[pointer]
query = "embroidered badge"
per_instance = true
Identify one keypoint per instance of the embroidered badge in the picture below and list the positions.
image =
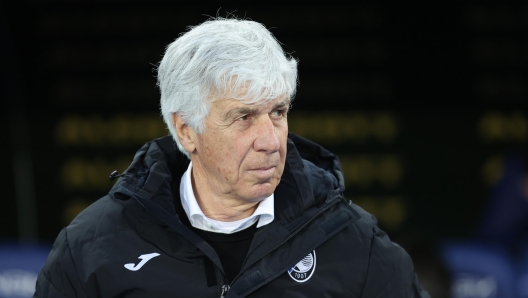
(303, 270)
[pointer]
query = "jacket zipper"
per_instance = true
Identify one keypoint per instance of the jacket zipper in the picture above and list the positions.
(336, 201)
(225, 288)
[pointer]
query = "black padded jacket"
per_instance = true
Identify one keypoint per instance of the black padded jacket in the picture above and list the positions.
(131, 243)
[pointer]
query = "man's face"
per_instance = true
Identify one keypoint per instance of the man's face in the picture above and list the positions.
(241, 153)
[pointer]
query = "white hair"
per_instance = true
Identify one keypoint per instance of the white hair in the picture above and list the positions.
(219, 58)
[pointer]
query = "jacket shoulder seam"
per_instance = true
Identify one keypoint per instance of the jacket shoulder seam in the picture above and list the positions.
(73, 260)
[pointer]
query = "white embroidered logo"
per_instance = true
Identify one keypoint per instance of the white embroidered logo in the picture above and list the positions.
(303, 270)
(144, 258)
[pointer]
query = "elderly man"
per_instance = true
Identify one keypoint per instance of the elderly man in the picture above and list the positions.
(230, 205)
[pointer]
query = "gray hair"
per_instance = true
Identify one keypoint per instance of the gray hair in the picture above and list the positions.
(219, 58)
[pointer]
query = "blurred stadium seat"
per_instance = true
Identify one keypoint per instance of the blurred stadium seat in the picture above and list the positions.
(479, 271)
(19, 266)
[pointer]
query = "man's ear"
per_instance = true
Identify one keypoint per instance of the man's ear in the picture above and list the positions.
(186, 134)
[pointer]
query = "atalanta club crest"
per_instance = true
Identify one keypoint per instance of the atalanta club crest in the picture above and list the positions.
(303, 270)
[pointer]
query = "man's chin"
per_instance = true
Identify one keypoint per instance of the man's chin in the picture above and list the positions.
(261, 191)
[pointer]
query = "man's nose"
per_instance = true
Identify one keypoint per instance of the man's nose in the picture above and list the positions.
(266, 135)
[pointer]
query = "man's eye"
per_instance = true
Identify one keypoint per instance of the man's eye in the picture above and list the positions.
(243, 118)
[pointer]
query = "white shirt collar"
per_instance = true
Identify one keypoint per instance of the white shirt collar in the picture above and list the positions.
(264, 214)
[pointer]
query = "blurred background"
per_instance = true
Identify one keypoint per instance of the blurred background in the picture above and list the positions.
(425, 105)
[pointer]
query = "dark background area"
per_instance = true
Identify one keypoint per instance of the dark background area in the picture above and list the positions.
(421, 102)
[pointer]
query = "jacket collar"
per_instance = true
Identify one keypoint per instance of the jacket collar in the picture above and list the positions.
(308, 165)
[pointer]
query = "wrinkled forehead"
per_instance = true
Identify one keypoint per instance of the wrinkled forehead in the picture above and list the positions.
(249, 92)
----
◆ **Directions for this task**: Locate each line in the data above that contains the string "area" and copy those lines out whole. Case counts.

◆ **Result of the task**:
query = "dark background area"
Identify one keypoint per instance of the dark background area in the picture above and list the positions.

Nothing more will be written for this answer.